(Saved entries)
___
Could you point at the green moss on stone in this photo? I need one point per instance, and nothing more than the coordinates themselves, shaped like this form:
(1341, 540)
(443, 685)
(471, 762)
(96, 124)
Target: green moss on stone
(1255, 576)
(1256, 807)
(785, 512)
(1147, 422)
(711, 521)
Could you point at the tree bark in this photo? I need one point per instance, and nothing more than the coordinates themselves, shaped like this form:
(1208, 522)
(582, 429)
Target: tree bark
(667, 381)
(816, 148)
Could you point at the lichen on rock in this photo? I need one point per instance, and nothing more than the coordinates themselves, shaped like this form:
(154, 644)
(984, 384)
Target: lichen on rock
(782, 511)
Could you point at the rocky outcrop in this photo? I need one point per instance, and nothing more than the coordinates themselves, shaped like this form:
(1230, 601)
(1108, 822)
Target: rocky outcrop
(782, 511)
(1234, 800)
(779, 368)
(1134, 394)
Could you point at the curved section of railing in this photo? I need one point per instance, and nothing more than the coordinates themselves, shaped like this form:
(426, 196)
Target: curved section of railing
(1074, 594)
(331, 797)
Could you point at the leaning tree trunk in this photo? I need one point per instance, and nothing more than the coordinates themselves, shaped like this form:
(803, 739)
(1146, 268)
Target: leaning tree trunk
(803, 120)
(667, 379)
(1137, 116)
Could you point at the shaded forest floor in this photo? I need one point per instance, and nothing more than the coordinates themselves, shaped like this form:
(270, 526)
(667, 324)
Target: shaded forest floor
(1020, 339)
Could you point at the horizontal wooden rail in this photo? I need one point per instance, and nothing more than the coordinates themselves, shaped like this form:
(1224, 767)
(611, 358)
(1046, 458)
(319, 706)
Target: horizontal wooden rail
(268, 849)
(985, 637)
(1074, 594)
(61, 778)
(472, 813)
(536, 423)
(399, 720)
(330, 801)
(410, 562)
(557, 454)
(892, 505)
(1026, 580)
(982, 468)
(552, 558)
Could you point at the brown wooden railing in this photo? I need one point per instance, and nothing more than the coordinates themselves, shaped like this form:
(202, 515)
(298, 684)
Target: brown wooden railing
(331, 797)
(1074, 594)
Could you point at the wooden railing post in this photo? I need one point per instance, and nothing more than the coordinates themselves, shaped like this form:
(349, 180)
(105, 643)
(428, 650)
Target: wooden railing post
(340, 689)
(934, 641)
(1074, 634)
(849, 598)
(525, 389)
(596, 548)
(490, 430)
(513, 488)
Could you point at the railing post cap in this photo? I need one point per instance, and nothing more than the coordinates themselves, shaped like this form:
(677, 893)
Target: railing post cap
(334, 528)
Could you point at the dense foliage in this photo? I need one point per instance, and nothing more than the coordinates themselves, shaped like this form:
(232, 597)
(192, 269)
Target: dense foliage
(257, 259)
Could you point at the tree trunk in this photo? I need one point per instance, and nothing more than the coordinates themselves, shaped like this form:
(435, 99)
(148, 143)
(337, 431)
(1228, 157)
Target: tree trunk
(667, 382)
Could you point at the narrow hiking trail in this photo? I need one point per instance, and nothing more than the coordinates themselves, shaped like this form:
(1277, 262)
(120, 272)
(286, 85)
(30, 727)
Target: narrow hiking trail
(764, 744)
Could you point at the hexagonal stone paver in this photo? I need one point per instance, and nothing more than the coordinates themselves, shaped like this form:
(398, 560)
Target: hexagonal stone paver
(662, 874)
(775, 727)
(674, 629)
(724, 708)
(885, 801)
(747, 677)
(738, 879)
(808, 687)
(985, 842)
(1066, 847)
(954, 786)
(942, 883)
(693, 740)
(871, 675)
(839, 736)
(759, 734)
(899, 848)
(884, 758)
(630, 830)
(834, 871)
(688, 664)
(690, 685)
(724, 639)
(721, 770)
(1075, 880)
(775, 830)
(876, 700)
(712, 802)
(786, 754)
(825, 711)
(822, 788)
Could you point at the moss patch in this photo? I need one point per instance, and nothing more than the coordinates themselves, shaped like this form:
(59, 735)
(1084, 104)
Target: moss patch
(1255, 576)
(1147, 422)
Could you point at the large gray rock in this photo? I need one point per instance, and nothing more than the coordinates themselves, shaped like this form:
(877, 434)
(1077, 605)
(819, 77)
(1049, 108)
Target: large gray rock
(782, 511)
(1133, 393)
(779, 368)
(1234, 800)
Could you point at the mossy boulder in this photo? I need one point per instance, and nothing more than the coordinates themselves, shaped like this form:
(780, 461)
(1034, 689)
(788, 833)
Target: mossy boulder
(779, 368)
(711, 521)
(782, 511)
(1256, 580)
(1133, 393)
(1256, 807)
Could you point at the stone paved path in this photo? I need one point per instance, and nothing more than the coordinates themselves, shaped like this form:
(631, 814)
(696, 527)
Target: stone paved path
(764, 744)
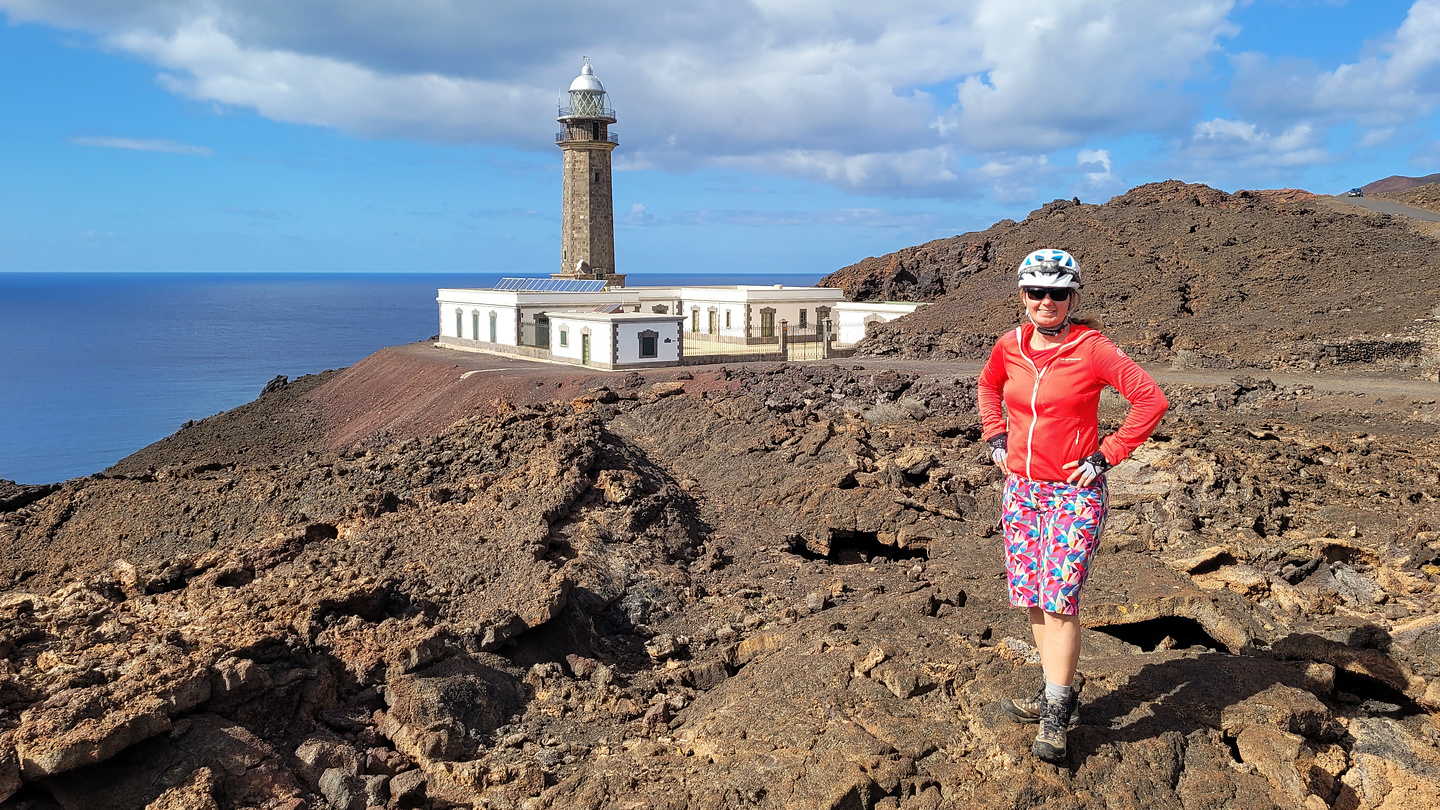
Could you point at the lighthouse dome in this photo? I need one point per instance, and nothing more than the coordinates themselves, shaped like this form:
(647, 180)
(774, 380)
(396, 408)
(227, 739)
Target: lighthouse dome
(586, 81)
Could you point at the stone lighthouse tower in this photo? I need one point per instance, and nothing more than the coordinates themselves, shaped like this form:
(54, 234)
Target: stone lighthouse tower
(586, 209)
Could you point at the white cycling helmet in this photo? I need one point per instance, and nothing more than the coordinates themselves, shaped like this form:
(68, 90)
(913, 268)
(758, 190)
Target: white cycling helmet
(1049, 267)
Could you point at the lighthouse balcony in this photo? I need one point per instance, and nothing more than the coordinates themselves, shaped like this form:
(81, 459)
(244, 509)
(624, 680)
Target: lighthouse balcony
(588, 111)
(582, 136)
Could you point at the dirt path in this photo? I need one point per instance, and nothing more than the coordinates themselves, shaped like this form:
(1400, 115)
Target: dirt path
(1388, 206)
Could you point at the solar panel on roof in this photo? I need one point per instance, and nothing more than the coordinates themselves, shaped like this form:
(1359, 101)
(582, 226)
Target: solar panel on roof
(552, 284)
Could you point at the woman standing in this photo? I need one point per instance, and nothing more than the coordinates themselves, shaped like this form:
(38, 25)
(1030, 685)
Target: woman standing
(1038, 402)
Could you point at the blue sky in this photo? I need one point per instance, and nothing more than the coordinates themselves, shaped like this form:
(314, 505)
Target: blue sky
(761, 137)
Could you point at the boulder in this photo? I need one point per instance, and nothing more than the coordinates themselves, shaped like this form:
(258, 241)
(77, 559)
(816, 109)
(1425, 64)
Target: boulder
(439, 712)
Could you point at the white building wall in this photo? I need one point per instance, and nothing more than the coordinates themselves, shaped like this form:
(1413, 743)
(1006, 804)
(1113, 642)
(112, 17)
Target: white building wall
(477, 301)
(853, 316)
(720, 306)
(664, 352)
(572, 327)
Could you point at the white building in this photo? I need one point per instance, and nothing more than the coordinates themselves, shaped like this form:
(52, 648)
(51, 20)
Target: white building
(589, 317)
(558, 319)
(851, 317)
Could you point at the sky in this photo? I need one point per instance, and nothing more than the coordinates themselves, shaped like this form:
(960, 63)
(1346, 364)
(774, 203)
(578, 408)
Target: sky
(763, 136)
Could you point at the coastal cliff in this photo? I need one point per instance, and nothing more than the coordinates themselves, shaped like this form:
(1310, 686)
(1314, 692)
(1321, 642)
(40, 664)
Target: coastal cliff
(451, 580)
(1182, 274)
(771, 587)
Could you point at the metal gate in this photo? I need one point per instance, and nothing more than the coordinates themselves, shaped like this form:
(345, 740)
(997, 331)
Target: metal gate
(812, 342)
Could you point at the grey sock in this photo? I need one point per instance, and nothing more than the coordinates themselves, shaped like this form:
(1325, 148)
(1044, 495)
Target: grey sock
(1054, 692)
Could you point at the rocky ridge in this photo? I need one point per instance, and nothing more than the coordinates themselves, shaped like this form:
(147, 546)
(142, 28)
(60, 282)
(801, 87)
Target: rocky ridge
(1426, 196)
(738, 587)
(1182, 274)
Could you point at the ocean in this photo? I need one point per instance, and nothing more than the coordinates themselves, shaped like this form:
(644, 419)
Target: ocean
(94, 366)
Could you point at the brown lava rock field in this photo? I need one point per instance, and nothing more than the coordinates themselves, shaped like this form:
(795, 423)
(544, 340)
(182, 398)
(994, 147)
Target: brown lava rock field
(740, 587)
(442, 580)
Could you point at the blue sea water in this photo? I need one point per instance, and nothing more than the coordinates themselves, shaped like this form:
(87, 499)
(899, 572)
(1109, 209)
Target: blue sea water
(94, 366)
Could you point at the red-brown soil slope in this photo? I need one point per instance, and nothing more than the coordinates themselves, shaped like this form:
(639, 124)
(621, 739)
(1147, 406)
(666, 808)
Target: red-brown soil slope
(1424, 196)
(1177, 273)
(1398, 183)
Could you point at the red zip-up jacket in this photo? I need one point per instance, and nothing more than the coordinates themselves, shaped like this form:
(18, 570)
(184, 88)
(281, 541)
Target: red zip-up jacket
(1053, 401)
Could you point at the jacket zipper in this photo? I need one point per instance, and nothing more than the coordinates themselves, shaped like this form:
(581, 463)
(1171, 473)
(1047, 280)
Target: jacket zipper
(1034, 418)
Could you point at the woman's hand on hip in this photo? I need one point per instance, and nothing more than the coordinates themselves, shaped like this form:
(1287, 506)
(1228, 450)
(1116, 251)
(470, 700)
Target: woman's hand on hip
(1086, 470)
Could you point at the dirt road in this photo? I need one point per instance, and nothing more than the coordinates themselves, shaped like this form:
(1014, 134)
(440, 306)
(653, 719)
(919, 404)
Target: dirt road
(1387, 206)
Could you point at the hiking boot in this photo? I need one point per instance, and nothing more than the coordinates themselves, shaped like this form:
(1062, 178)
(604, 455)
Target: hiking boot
(1050, 742)
(1028, 709)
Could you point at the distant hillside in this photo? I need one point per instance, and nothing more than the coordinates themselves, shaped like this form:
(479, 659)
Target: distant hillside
(1424, 196)
(1177, 273)
(1397, 183)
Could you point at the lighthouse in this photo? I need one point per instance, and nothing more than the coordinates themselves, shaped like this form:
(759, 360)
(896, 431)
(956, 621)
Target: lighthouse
(586, 208)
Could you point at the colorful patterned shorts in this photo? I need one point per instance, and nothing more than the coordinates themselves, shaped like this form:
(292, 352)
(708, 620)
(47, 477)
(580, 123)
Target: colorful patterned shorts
(1050, 532)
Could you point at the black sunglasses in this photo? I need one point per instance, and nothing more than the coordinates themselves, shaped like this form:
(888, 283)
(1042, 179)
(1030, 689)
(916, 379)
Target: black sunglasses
(1056, 293)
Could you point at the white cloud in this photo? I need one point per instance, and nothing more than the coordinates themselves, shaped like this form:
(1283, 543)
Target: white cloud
___
→ **Work instructions**: Among the entries above, how many lines include "cloud"? State the number and nothing else.

→ **Final answer**: 2